Your assignment:
Down to the final line, print each entry exactly.

BEGIN Data supplied

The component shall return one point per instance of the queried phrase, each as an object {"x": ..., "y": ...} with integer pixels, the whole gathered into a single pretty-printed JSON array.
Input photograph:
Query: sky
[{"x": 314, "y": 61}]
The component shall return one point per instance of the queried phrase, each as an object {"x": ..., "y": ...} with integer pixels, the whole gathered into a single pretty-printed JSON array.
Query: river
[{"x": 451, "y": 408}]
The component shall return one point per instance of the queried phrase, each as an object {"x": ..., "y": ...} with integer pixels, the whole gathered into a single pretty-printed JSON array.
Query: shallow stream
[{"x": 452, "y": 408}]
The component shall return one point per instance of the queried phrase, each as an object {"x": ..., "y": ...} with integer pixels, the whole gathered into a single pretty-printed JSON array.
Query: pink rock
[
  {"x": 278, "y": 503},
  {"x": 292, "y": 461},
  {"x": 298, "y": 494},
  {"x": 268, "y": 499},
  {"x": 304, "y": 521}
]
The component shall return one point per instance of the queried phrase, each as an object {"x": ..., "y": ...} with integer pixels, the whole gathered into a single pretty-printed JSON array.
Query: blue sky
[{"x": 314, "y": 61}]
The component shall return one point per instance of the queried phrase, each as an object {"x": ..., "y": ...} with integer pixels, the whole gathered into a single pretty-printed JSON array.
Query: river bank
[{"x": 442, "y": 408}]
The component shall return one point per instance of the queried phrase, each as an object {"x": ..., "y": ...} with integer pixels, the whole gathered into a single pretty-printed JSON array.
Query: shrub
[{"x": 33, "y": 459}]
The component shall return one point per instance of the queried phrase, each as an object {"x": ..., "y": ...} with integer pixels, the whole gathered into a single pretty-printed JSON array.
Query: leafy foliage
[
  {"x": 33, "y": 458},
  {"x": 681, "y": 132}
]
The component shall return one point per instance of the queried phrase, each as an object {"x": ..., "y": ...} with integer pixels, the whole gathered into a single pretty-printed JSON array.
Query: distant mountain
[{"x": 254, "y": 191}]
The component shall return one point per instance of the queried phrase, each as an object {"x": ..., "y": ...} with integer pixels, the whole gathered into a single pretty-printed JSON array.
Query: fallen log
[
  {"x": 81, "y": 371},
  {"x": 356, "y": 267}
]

END Data supplied

Answer for the task:
The component shall return one point per instance of the queried phrase, each as an object {"x": ..., "y": ...} with integer pixels, the whole gathered into a single pretty-printed JSON array.
Input photograph:
Query: sky
[{"x": 314, "y": 61}]
The component shall return one point per instance of the queried phrase, each as an object {"x": ..., "y": ...} with integer pixels, the whole gathered into a single pretty-printed JSON array.
Query: river
[{"x": 451, "y": 408}]
The component shall return one point per instance of the queried phrase, each as an object {"x": ..., "y": ...} with integer pixels, the whole gathered into a single pretty-printed JSON array.
Query: shallow stream
[{"x": 452, "y": 408}]
The component shall return one point per instance of the queried phrase, each as an object {"x": ..., "y": ...} with integer pixels, the whole gathered into a single pretty-printed JSON array.
Query: pink rock
[
  {"x": 278, "y": 503},
  {"x": 292, "y": 461},
  {"x": 298, "y": 494},
  {"x": 268, "y": 499},
  {"x": 304, "y": 521}
]
The component shall return one point per instance of the queried phrase, each as an object {"x": ..., "y": ...} with integer pixels, the whole gathered into a single pretty-printed JSON array.
Query: blue sky
[{"x": 314, "y": 61}]
The component shall return one point per instance of the queried phrase, each as an object {"x": ..., "y": ...} with integer pixels, the whole gathered into a single pretty-printed JSON array.
Query: river bank
[{"x": 442, "y": 408}]
The component shall return one point per instance of the queried phrase, each as an object {"x": ..., "y": ...} with integer pixels, the whole gathered into a single pretty-printed JSON array.
Query: shrub
[{"x": 33, "y": 459}]
The component shall return one point per instance of the queried phrase, each as an object {"x": ..., "y": ...} with integer pixels, the whole gathered into a single pretty-printed JSON array.
Query: leafy foliage
[
  {"x": 33, "y": 458},
  {"x": 681, "y": 132}
]
The component shall return one point per instance of the queried phrase, each as an object {"x": ..., "y": ...} with integer pixels, the whole gathered into a single pretty-printed JSON array.
Query: distant mountain
[{"x": 254, "y": 191}]
The component shall return one point per instance of the queried phrase, each as an object {"x": ..., "y": ...} with integer pixels, the whole gathered into a single pretty-printed JSON array.
Query: fallen log
[
  {"x": 81, "y": 371},
  {"x": 356, "y": 267}
]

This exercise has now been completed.